A run of data:
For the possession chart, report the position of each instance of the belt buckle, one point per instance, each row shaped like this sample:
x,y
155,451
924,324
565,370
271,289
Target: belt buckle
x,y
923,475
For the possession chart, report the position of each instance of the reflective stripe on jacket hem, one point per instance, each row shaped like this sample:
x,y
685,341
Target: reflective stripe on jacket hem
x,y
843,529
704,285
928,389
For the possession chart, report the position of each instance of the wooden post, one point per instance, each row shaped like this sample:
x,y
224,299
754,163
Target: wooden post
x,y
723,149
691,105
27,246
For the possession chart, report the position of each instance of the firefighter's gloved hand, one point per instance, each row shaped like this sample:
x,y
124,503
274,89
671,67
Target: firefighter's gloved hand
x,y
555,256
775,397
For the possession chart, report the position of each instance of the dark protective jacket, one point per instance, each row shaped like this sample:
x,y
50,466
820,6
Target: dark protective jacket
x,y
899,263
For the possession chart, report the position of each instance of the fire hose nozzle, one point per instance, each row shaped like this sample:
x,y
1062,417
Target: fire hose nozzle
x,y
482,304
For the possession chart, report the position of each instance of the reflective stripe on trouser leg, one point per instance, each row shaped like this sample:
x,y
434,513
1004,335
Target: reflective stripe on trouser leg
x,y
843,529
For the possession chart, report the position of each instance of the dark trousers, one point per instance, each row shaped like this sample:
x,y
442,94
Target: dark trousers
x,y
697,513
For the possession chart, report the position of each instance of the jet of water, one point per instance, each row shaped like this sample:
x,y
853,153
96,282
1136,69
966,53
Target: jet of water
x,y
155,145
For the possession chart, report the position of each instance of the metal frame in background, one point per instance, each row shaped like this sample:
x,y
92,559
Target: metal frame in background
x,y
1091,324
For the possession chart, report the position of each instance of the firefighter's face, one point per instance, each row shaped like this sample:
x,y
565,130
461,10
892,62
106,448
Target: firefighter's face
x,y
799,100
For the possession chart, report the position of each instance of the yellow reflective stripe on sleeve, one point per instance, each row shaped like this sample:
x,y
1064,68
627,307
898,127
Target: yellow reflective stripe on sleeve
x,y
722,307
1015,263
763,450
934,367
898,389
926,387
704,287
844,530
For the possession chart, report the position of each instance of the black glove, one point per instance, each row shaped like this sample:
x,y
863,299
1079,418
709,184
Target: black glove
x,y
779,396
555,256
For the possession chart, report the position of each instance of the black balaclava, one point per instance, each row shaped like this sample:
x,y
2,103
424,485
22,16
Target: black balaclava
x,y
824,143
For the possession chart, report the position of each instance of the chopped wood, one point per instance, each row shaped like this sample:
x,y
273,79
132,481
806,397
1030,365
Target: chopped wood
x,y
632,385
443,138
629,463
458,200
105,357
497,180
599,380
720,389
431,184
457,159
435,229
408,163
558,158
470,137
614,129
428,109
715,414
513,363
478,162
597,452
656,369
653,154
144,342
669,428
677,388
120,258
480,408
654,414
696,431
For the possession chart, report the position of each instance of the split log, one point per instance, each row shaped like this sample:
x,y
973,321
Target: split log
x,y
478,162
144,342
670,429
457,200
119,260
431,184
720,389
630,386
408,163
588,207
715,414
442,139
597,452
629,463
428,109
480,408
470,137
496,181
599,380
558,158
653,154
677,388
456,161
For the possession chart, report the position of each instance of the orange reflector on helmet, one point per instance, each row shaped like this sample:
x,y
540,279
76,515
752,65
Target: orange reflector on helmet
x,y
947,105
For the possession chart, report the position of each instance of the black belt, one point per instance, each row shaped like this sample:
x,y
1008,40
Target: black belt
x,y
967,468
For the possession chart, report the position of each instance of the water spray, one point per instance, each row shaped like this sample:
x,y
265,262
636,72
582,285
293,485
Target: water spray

Work to complete:
Copy the data above word for word, from start to finish.

Solution to this task:
For the possession chart, report the position of each instance of the belt buckle, one point per instance, each row shaped like this sample:
x,y
155,451
924,324
565,370
271,289
Target: belt buckle
x,y
923,475
For the possession chart, report the position of each instance of the reflective stripe on jacket hem, one point per instance, each row shaped like this sample:
x,y
685,341
Target: reflective stripe on jacket hem
x,y
843,529
704,285
928,389
For the possession chart, report the position of each instance of the wooden post, one point per instance, each row shaped like this sample:
x,y
224,299
754,163
Target: wooden post
x,y
723,149
691,105
27,246
For the possession chart, report the position of each instance of the firefighter's gloved hand, one point per instance, each row shaped like this sample:
x,y
124,503
274,89
671,67
Target: firefighter's gloved hand
x,y
555,256
775,397
For the possession chart, report the position of each instance of the dark protective jacket, one point per instance, each row shaped like this sample:
x,y
50,466
820,6
Target: dark protective jacket
x,y
899,263
For the possession chart, report the position of each instance of the fire hose nozzle, one point per instance, each row shaped like this sample:
x,y
1062,417
Target: fire hose nozzle
x,y
482,304
For the possession chart, report the position of each instance of the reflective stripe on trouser leg, one point per instance, each row shaped like this sample:
x,y
434,513
1004,335
Target: reflective stripe on trouser leg
x,y
843,529
For the possession chart, report the position of each instance of the dark trousers, one point per instance, each row shaped like this sample:
x,y
442,94
Target: dark trousers
x,y
697,513
For the possession chart, report the position of each instance of the jet of water, one point per instance, each row shaped like this sample:
x,y
853,153
96,282
1136,69
966,53
Target: jet of water
x,y
155,145
For the possession chart, report the position of each instance of the metal frame in background, one point per instance, each row shaped like this sample:
x,y
92,559
Target: metal frame in background
x,y
1091,324
For the possession chart, report the position of each instance of the firefighter's face, one point per instance, each row shaped like this sample:
x,y
565,130
461,10
892,62
106,448
Target: firefighter's face
x,y
799,100
For the possession chart, report the position of each instance of the yellow reflective stripe on sleeve, one point per instance, each row shaped like this sample:
x,y
1064,68
627,307
898,127
Target: yellow reflective stripe on sleeve
x,y
722,307
1015,263
763,450
934,367
898,389
926,387
704,287
844,530
For the possession chart, report the position of each instance of the black glove, one point per instance, each row shaped like this sample:
x,y
863,299
1079,418
709,184
Target: black glove
x,y
779,396
555,256
For the possession chart, report the position of each instance of the black balaclava, one point per instance, each row shaped like this sample:
x,y
2,103
424,485
22,16
Target: black balaclava
x,y
824,143
For the possession chart, report the position of each instance of the chopped wood, one point per instance, each row shaped like this sample:
x,y
273,79
132,481
806,397
1030,365
Target: chopped wood
x,y
632,385
443,138
629,463
458,200
105,357
497,180
599,380
720,389
431,184
457,159
435,229
408,163
558,158
470,137
614,129
428,109
715,414
513,363
478,162
597,452
656,369
653,154
144,342
669,428
677,388
120,258
480,408
654,414
696,431
For the possession chart, report the position of each instance of the split log, one point per instance, each row shaped like this sample:
x,y
973,321
Target: split log
x,y
478,162
144,342
670,429
457,200
119,260
431,184
720,389
630,386
408,163
588,207
715,414
442,139
597,452
629,463
428,109
480,408
470,137
496,181
599,380
558,158
653,154
677,388
456,161
For the possession chart, report the position of each instance of the orange reflector on helmet, one point per instance, each row shaped like this sample:
x,y
540,279
76,515
752,65
Target: orange reflector on helmet
x,y
947,105
For the possession chart, report the position of each instance of the black belt, one point per instance, each row shaped like this sample:
x,y
1008,40
Target: black belt
x,y
967,468
For the possession chart, report the position of each instance of the water spray, one point per instance, each row shaped like this sample:
x,y
265,262
636,72
582,285
293,485
Target: water spray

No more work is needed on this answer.